__Activity__
Could you copy every record below exactly as it is written?

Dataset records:

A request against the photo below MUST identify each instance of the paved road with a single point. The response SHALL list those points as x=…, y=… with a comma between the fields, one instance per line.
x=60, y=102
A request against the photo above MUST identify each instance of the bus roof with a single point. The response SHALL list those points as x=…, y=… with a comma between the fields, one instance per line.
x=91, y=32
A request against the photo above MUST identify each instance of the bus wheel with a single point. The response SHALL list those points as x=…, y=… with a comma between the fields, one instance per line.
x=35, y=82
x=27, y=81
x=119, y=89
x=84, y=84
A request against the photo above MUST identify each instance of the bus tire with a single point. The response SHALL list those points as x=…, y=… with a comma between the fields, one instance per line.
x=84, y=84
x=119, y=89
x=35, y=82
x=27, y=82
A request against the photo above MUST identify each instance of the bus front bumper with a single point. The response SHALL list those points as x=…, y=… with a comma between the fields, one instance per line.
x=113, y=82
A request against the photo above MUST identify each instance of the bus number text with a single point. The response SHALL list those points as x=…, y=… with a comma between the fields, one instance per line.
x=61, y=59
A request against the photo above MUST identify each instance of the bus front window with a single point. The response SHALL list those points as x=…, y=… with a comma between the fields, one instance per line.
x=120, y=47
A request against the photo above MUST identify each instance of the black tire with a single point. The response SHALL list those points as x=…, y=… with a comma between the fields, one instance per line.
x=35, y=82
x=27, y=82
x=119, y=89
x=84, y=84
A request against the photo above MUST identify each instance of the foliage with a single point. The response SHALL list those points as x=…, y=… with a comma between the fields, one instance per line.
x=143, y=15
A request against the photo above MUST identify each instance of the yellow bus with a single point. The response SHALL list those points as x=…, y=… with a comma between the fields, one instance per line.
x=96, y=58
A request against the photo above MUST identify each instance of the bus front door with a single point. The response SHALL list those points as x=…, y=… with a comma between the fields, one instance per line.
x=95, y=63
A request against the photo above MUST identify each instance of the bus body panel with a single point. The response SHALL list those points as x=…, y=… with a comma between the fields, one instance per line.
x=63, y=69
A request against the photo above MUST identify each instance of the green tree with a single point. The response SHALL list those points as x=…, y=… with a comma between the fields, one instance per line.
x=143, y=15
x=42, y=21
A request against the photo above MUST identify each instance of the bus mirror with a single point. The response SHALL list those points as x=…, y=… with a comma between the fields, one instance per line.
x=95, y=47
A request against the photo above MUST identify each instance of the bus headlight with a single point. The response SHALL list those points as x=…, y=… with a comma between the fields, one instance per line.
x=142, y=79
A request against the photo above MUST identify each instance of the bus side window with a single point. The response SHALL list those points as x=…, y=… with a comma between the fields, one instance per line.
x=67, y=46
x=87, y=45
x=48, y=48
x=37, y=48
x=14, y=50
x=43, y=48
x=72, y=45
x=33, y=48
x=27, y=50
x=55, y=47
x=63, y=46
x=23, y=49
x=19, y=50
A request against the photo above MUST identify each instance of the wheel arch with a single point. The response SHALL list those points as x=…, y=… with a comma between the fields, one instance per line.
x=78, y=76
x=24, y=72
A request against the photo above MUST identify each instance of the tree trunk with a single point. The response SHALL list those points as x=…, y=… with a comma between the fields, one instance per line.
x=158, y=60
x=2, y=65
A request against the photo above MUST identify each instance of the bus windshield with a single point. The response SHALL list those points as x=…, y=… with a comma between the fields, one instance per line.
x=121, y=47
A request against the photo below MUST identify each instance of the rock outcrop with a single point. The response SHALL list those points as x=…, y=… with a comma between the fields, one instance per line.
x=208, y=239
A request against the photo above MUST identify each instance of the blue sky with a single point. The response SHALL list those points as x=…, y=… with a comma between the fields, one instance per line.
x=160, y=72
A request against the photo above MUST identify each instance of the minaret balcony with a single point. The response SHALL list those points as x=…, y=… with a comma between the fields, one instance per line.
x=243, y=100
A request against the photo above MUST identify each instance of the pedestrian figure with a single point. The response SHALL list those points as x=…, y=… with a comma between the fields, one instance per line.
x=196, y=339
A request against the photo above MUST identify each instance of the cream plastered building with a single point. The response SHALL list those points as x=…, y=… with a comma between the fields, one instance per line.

__Result of the exercise__
A request against the photo below MUST identify each instance of the paved road with a single point. The response SHALL list those points as x=…, y=… with a comma between the fields, one instance per line.
x=60, y=102
A request against the photo above MUST identify each instance of the bus roof with a single point. The response SHALL list those points as x=…, y=… with a comma between the fields, one instance per line.
x=91, y=32
A request against the photo above MUST identify each instance of the bus wheel with a single point. The response SHALL list those points as x=…, y=… with a comma between the fields, one instance per line.
x=35, y=82
x=27, y=81
x=119, y=89
x=84, y=84
A request against the photo above MUST identify each instance of the bus tire with a single point. The response SHALL list those points as x=…, y=… with a comma between the fields, one instance per line.
x=84, y=84
x=119, y=89
x=35, y=82
x=27, y=82
A request against the photo above MUST identify each instance of the bus front bumper with a single point. The response SHALL list those points as x=…, y=… with a comma between the fields, one instance per line.
x=113, y=82
A request against the photo above MUST identify each instance of the bus number text with a single point. The response SHALL list those points as x=…, y=… with a comma between the fields, one instance per line.
x=61, y=59
A request against the photo above MUST identify each instance of the bus front window with a single point. The response SHALL list those points as x=…, y=… with a comma between the fields, one instance per line.
x=120, y=47
A request against the photo above MUST identify each instance of the black tire with a single point. The response SHALL list those points as x=…, y=… with a comma between the fields, one instance per line.
x=35, y=82
x=27, y=82
x=119, y=89
x=84, y=84
A request against the photo above MUST identify each instance of the foliage with a single point. The response SHALL list those points as x=…, y=… with a comma between the fields, one instance per line.
x=143, y=15
A request against the photo above MUST identify each instance of the yellow bus with a single point. The response SHALL list those points as x=…, y=… with a comma between the fields, one instance per line.
x=96, y=58
A request against the photo above MUST identify each instance of the bus front door with a single point. The response SHALL list those points as x=…, y=… with a comma between the fields, one instance per line.
x=95, y=63
A request against the photo above MUST identify each instance of the bus body panel with a single point. The response SHALL list those points as x=…, y=… with a comma between the fields, one instance per line.
x=63, y=69
A request against the photo above MUST identify each instance of the green tree with a single point. The response SHALL list those points as x=…, y=… with a comma between the fields, one instance per line.
x=143, y=15
x=42, y=21
A request against the photo above MUST identify each instance of the bus mirror with a single point. The response SHALL list those points as x=…, y=… with a comma between the fields, one instance per line.
x=95, y=47
A request against the photo above MUST identify each instance of the bus headlight with a single point. The response SHALL list those points as x=…, y=… with a comma between the fields, one instance per line.
x=142, y=79
A request against the photo above MUST identify each instance of the bus side window with a single point. The response SHALL list those points as x=…, y=… with a comma between the fields, one instance per line.
x=67, y=46
x=87, y=45
x=48, y=48
x=37, y=48
x=14, y=50
x=43, y=48
x=72, y=45
x=33, y=48
x=27, y=50
x=55, y=47
x=63, y=46
x=23, y=49
x=19, y=50
A request against the photo above MUST identify each instance of the wheel arch with a single point. The response SHALL list those points as x=…, y=… with a comma between the fields, one instance per line.
x=78, y=76
x=24, y=72
A request against the photo above MUST identify each instance of the tree trunk with a single point. The response SHALL list those points as x=…, y=… with a comma between the fields, one instance per line.
x=158, y=60
x=2, y=65
A request against the photo above MUST identify each instance of the bus windshield with a single point. The response SHALL list those points as x=…, y=… with a comma between the fields, one instance per line.
x=121, y=47
A request against the photo below MUST identify each instance of the rock outcrop with a single point. The response SHALL list those points as x=…, y=… with a comma between the fields, one instance per line.
x=208, y=239
A request against the photo above MUST identify each instance of the blue sky with a single point. The response SHALL list those points as x=…, y=… with a comma between the fields, one instance per line.
x=160, y=72
A request against the photo above MUST identify each instance of the minaret balcony with a single point. The response SHALL list those points as x=…, y=… with a comma between the fields, one instance per line.
x=243, y=100
A request against the photo above MUST identify each instance of the pedestrian figure with a single point. The response SHALL list those points as x=…, y=… with a comma between the fields, one instance per line.
x=196, y=339
A request against the photo above MUST identify each instance of the cream plastered building with a single point. The response SHALL list those points as x=…, y=… with a comma between the fields, one instance per line.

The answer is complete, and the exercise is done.